READING TEXT >>
BEGIN
Malaria is a tricky one. You can’t be vaccinated against it, but it can be cured. Yes, almost one million people die from it every year, but those who do, don’t have access to treatment.

There are many ways to try and prevent malaria, but are these preventive pills really needed? Doctors will tell you, ‘Yes, yes, yes, you must’, but many travellers beg to differ.

If you’re a hypochondriac, then yes, buy some anti-malaria meds. Spare your fellow travellers the agony.

Types of Malaria

Malaria is caused by Plasmodium parasites, transmitted from human to human through bites of a mosquito.

There are four types of these bad boys:

  • Plasmodium falciparum (most deadly)
  • Plasmodium vivax
  • Plasmodium malariae
  • Plasmodium ovale

The first two are the most common, unluckily. But not all mosquitoes can carry the parasite, only certain female mosquitoes can, who bite mainly at night, especially at dusk and dawn.
END
RECORDS PROVIDED >>
BEGIN
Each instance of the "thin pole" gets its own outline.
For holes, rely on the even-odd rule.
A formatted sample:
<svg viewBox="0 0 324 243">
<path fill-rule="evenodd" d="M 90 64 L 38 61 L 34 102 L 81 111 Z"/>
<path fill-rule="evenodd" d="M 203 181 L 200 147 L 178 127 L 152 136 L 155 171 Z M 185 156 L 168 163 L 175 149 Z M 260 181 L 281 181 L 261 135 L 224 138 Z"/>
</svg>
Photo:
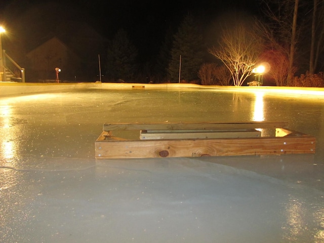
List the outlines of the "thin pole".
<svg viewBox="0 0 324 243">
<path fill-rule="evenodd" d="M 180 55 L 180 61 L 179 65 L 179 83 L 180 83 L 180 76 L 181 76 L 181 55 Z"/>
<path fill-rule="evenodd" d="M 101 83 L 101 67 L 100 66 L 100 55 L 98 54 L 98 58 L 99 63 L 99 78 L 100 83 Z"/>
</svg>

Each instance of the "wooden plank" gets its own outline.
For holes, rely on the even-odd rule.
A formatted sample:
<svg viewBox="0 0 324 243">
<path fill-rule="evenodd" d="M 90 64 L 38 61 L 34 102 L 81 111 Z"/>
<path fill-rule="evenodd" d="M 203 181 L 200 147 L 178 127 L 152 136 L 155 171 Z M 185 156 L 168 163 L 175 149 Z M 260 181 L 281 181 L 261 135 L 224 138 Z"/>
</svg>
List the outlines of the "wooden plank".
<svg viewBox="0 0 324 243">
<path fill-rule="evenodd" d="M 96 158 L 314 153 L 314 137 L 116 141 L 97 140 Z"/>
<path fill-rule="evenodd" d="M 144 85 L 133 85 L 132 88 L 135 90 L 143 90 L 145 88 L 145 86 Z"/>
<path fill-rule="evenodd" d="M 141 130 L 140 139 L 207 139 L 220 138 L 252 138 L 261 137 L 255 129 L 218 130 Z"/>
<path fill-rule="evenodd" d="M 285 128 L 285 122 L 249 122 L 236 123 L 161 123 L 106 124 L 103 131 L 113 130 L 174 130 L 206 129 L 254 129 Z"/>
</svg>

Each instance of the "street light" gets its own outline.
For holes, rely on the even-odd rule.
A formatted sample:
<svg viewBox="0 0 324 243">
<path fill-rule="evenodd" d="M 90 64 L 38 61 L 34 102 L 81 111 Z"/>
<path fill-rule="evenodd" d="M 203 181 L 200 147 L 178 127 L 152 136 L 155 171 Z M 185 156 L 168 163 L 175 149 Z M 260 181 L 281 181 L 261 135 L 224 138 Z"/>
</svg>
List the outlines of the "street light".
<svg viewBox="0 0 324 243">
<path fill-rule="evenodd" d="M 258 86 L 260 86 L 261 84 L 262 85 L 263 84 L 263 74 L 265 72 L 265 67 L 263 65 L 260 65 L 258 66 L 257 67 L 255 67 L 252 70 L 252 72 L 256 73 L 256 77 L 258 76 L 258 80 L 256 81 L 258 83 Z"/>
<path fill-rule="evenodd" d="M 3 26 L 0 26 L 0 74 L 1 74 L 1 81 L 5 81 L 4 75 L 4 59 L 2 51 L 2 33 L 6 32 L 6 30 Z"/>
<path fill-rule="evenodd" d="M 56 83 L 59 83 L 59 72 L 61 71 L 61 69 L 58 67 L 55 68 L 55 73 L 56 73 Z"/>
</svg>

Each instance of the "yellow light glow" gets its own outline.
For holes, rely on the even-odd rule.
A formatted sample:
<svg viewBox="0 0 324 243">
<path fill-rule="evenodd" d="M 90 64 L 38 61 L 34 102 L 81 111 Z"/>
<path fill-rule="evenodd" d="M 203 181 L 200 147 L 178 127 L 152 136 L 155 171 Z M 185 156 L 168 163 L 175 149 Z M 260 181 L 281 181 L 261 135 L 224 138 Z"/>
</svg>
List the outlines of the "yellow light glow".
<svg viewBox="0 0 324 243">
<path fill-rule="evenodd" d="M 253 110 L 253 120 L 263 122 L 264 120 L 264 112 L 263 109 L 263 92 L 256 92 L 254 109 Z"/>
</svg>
END
QUESTIONS TO ANSWER >>
a) Repeat the malaria passage between "Malaria is caused" and "dusk and dawn.", inclusive.
b) In one to three sentences, explain why the malaria passage says a hypochondriac should buy anti-malaria medication.
c) Carry the malaria passage forward, starting after its final sentence.
The listing is separate material with no connection to the malaria passage.

ANSWERS FOR EACH ITEM >>
a)
Malaria is caused by Plasmodium parasites, transmitted from human to human through bites of a mosquito.

There are four types of these bad boys:

  • Plasmodium falciparum (most deadly)
  • Plasmodium vivax
  • Plasmodium malariae
  • Plasmodium ovale

The first two are the most common, unluckily. But not all mosquitoes can carry the parasite, only certain female mosquitoes can, who bite mainly at night, especially at dusk and dawn.

b) A hypochondriac should buy anti-malaria medication to spare fellow travelers the agony.

c)
Malaria Prevention

Do everything you can to not get bitten, within reason. Go nuts with insect repellents, spray them on your skin, on your clothes, everywhere. But don’t inhale them. Wear long sleeves and long pants at night. Burn pyrethroid or insecticide coils and candles. Use a mosquito net when you sleep if there are potential ambush zones in your room/tent/hut. But you don’t have to go crazy by changing your travel plans.

Most doctors will advise you to take some sort of anti-malaria drug if you plan to travel to Africa, Latin America, the Middle East, India or South East Asia. There are a few different types, none 100% proof, all with potential side-effects.

Drug Regimen Length
Chloroquine 2 tablets weekly Start 1 week before travel, finish 4 weeks after return
Proguanil 1 tablets daily Start 1 week before travel, finish 4 weeks after return
Mefloquine 1 tablet weekly Start 2.5 weeks before travel, finish 4 weeks after return
Doxycycline 1 tablet daily Start 2 days before travel, finish 4 weeks after return
Malarone 1 tablet daily Start 2 days before travel, finish 1 week after return

Chloroquine was the most widely used anti-malarial, until recently when parasitic strains became drug-resistant. It is also the least expensive, best tested and safest of all the drugs. It can be used in conjunction with Proguanil in areas of drug resistance. But Mefloquine, Doxycycline and Malarone are recommended if visiting an area known for drug resistance.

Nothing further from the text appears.